Disponi tutto il materiale come un CSV a due colonne intestate "testo" e "risposta", con una riga per ciascun testo accanto alla sua risposta, ognuno in un unico campo tra virgolette e con gli a capo sostituiti da spazi. Lascia fuori le immagini.

◇ ◇ ◇ ◇

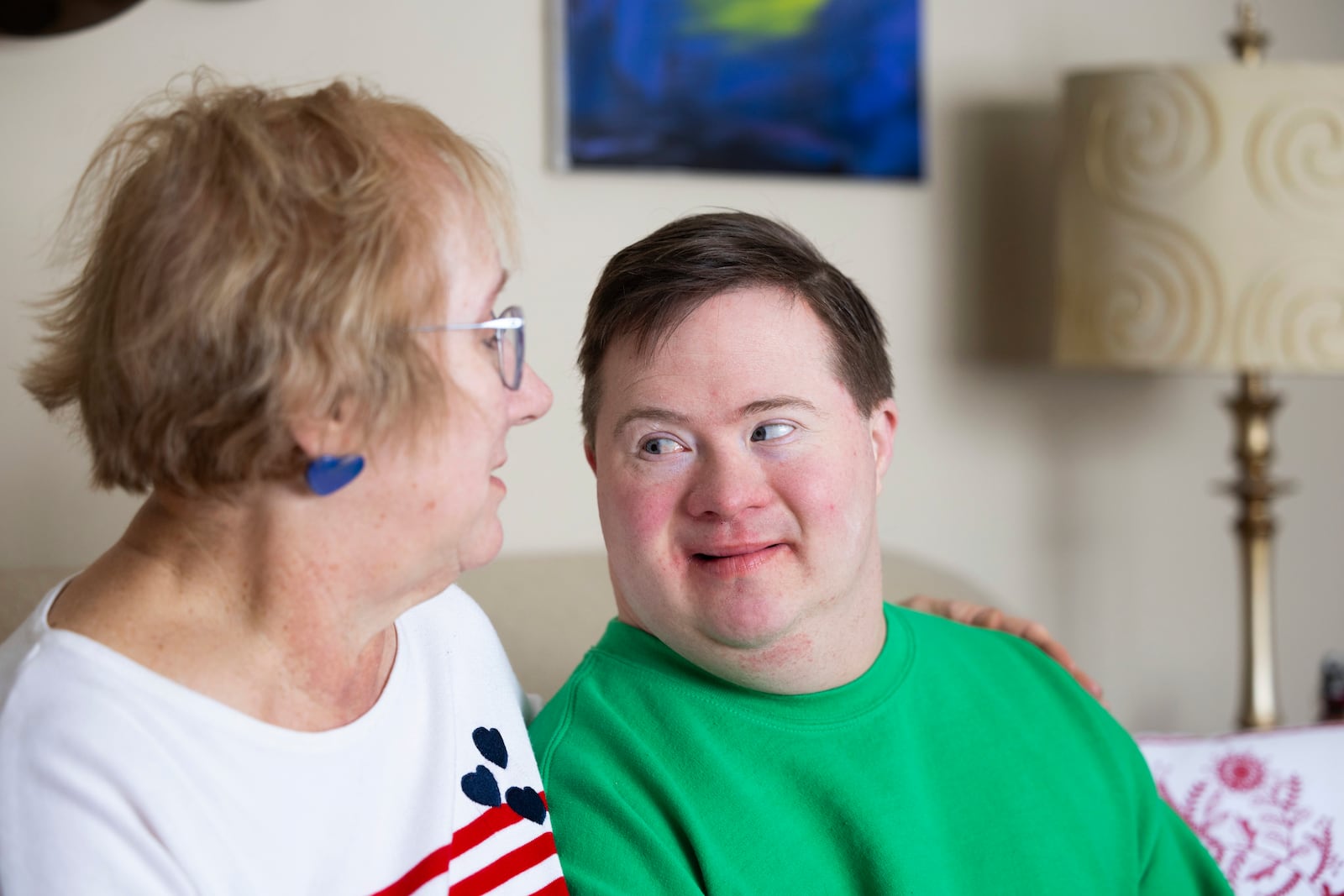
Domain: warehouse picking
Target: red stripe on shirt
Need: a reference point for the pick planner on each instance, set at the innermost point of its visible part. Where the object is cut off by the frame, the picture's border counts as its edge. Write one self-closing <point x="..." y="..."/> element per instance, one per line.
<point x="428" y="869"/>
<point x="555" y="888"/>
<point x="507" y="867"/>
<point x="475" y="833"/>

◇ ◇ ◇ ◇

Compito svolto:
testo,risposta
"Domain: warehouse picking Target: red stripe on shirt Need: a reference point for the pick planner on each instance, set at the innermost point of its visible part. Where the object is cut off by the frame, the picture's border counts as its edge. Write one self-closing <point x=""..."" y=""...""/> element per instance, one per line.","<point x=""428"" y=""869""/> <point x=""555"" y=""888""/> <point x=""507"" y=""867""/> <point x=""475"" y=""833""/>"